### Article
• • • •

# Orange Wood



## southernsausage (Jul 6, 2012)

Does anyone have a mail-order source for Orange Wood?

Have you ever tried it?


----------



## whittling chip (Jul 6, 2012)

I use it but don't know where you can order some. I get mine from the orchards here in Florida.

The absolute best smoke I ever did was a month ago with my new Lang and nothing but 2 year old orange. I used 3-5" logs about a foot or so long. Orange doesn't really smoke, well, I mean it's not a real billowing type of smoke. Very TBS.

WC


----------



## southernsausage (Jul 6, 2012)

One other person has told me the same thing. That they have had their best tasting smokes/cooking sessions when using orange wood. I want to get some and try it!!


----------



## southernsausage (Jul 6, 2012)

Are ya still enjoying your new cooker? That thing is a beast!


----------



## mneeley490 (Jul 6, 2012)

I have a friend in Phoenix who expanded his driveway last year and removed a perfectly good orange tree. Wish I had known...


----------



## gm-orangewood (Dec 8, 2012)

I'm currently looking into starting a company here in FL to provide good orange wood for smoking. Anybody have thoughts as to if it would be a good idea? Demand for it?


----------

• • • •

### Entries

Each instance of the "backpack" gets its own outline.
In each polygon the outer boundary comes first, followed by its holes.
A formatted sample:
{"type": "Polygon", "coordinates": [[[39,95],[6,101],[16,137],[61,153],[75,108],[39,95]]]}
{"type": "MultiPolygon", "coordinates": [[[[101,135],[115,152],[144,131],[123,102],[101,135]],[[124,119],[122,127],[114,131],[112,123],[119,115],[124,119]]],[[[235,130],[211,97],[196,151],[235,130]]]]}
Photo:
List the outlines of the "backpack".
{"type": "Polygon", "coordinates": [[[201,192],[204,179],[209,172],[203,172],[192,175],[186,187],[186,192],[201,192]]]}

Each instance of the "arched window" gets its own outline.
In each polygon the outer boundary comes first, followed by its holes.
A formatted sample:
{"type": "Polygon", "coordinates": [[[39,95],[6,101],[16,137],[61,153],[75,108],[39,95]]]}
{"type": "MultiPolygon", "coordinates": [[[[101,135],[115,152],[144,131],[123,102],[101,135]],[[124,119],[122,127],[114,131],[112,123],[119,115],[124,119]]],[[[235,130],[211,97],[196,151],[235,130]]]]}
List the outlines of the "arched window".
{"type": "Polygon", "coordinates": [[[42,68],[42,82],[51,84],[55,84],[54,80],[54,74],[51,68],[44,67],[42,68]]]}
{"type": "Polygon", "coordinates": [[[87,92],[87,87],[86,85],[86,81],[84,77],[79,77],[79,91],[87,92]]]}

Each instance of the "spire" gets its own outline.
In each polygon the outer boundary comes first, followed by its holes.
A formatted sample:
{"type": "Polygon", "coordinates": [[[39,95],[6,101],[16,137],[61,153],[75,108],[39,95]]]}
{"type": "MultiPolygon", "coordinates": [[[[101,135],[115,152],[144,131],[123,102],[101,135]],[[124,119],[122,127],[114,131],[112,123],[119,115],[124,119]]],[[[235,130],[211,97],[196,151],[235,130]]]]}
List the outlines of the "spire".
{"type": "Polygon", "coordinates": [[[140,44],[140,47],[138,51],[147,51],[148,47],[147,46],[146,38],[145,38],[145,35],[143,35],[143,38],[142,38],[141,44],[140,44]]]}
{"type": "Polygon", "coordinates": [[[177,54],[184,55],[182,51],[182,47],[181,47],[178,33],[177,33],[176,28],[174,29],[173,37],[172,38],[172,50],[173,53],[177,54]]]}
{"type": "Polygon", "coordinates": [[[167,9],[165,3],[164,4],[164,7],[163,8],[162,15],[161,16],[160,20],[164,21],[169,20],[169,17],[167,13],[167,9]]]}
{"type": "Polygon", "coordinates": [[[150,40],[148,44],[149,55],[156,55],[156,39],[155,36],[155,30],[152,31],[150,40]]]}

• • • •

### Instructions for the task
Render this sentence from the orange wood thread in Spanish: "I have a friend in Phoenix who expanded his driveway last year and removed a perfectly good orange tree."

### Task answer
Tengo un amigo en Phoenix que amplió la entrada de su casa el año pasado y quitó un naranjo en perfecto estado.